- **TASK OBJECTIVE**: Revise the data that follows so that every occurrence of "Expected output format" reads "Reference output format" and all other text remains unchanged, and omit the pictures from your answer.

- **SUPPLIED MATERIAL**:

= = = = = = =

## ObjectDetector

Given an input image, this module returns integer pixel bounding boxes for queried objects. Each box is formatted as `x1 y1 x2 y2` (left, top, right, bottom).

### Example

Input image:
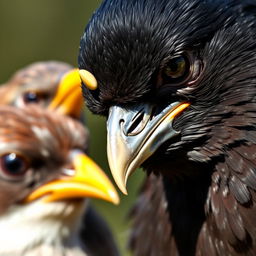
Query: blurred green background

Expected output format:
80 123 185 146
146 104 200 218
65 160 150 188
0 0 144 255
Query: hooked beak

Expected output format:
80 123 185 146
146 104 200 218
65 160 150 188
48 69 83 118
107 102 190 194
25 150 119 204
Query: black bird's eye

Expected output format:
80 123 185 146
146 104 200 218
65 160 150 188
0 153 28 178
162 55 190 85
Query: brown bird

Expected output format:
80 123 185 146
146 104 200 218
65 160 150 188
0 106 119 256
79 0 256 256
0 61 83 118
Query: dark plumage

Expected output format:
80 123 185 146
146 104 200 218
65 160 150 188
79 0 256 256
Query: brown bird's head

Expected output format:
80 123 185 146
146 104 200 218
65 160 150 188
0 106 119 255
0 61 83 118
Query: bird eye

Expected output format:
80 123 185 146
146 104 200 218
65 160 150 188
23 92 39 103
162 55 190 85
0 153 28 177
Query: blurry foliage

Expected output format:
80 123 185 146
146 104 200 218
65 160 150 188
0 0 143 255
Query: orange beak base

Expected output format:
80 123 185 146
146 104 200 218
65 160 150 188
25 151 119 204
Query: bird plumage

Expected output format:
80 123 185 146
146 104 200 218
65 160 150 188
79 0 256 256
0 105 118 256
0 61 73 107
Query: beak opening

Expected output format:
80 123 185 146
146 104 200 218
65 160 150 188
48 69 83 118
25 151 119 204
107 102 190 194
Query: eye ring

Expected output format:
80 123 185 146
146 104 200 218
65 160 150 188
0 152 29 180
160 54 192 86
23 91 40 104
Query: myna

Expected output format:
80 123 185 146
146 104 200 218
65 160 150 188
0 106 119 256
79 0 256 256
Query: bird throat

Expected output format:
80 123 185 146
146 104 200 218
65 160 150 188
162 171 211 256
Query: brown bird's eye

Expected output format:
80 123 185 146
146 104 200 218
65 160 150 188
161 55 190 85
23 92 39 103
0 153 28 177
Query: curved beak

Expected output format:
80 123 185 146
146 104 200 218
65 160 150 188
25 150 119 204
107 102 190 194
48 69 83 118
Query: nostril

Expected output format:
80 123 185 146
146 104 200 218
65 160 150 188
127 111 144 135
149 106 156 121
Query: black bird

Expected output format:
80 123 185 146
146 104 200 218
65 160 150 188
0 106 118 256
79 0 256 256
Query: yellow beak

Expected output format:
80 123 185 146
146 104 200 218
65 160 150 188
48 69 83 118
25 151 119 204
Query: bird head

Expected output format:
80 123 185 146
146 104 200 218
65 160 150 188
79 0 256 193
0 106 119 215
0 61 83 118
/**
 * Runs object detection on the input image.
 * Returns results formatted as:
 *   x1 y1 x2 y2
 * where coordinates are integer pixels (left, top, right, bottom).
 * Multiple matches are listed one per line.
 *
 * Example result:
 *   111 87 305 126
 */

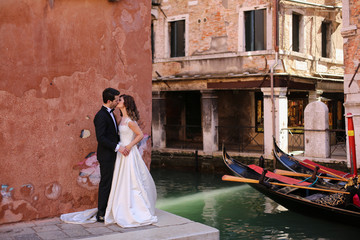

= = = = = = =

- **FINAL ANSWER**:
## ObjectDetector

Given an input image, this module returns integer pixel bounding boxes for queried objects. Each box is formatted as `x1 y1 x2 y2` (left, top, right, bottom).

### Example

Input image:
Query: blurred green background

Reference output format:
80 123 185 146
146 104 200 218
65 160 150 188
0 0 144 255
Query: hooked beak

Reference output format:
80 123 185 146
146 104 200 218
65 160 150 188
48 69 83 118
107 102 190 194
25 150 119 204
Query: black bird's eye

Reference output format:
80 123 185 146
146 104 200 218
65 160 150 188
0 153 28 178
162 55 190 85
Query: brown bird

Reference output format:
80 123 185 146
146 104 200 218
65 160 150 188
0 106 119 256
79 0 256 256
0 61 83 118
Query: dark plumage

Reference output format:
80 123 185 146
146 104 200 218
65 160 150 188
79 0 256 256
Query: brown bird's head

Reference output format:
80 123 185 146
146 104 200 218
65 160 150 188
0 106 119 255
0 61 83 118
Query: bird eye

Reference output format:
80 123 185 146
146 104 200 218
65 160 150 188
23 92 39 103
162 55 190 85
0 153 28 177
Query: blurry foliage

Reference output format:
80 123 185 146
146 104 200 218
65 160 150 188
0 0 143 255
Query: orange beak base

Reference output format:
80 123 185 146
146 104 200 218
65 160 150 188
25 151 119 204
Query: bird plumage

Reference output format:
80 123 185 146
146 104 200 218
65 160 150 188
79 0 256 256
0 105 118 256
0 61 73 107
Query: beak opening

Reference output format:
80 123 185 146
146 104 200 218
65 160 150 188
48 69 83 118
25 151 119 204
107 102 190 194
Query: eye ring

Reference output format:
80 123 185 146
146 104 200 218
65 160 150 188
0 152 29 180
160 54 192 86
23 91 40 104
Query: myna

Reference output format:
80 123 185 146
146 104 200 218
65 160 150 188
0 106 119 256
79 0 256 256
Query: bird throat

Reference output format:
80 123 185 146
146 104 200 218
65 160 150 188
162 171 211 256
Query: brown bird's eye

Reference output format:
80 123 185 146
146 104 200 218
65 160 150 188
161 55 190 85
23 92 39 103
0 153 28 177
Query: curved beak

Reference output format:
80 123 185 146
146 104 200 218
65 160 150 188
25 150 119 204
107 102 190 194
48 69 83 118
Query: nostril

Reference output format:
80 123 185 146
146 104 200 218
65 160 150 188
127 111 144 135
149 106 156 121
Query: black bird

Reference output format:
80 123 185 146
146 104 200 218
65 160 150 188
0 106 118 256
79 0 256 256
Query: yellow beak

Reference output format:
80 123 185 146
146 104 200 218
65 160 150 188
48 69 83 118
25 151 119 204
Query: bird head

Reference output format:
80 123 185 146
146 104 200 218
65 160 150 188
79 0 256 193
0 106 119 215
0 61 83 118
/**
 * Runs object detection on the input image.
 * Returns results formatted as:
 *   x1 y1 x2 y2
 * where coordinates are integer pixels (left, top, right, bottom).
 * Multiple matches are listed one per line.
 *
 * Example result:
 *   111 87 305 126
 */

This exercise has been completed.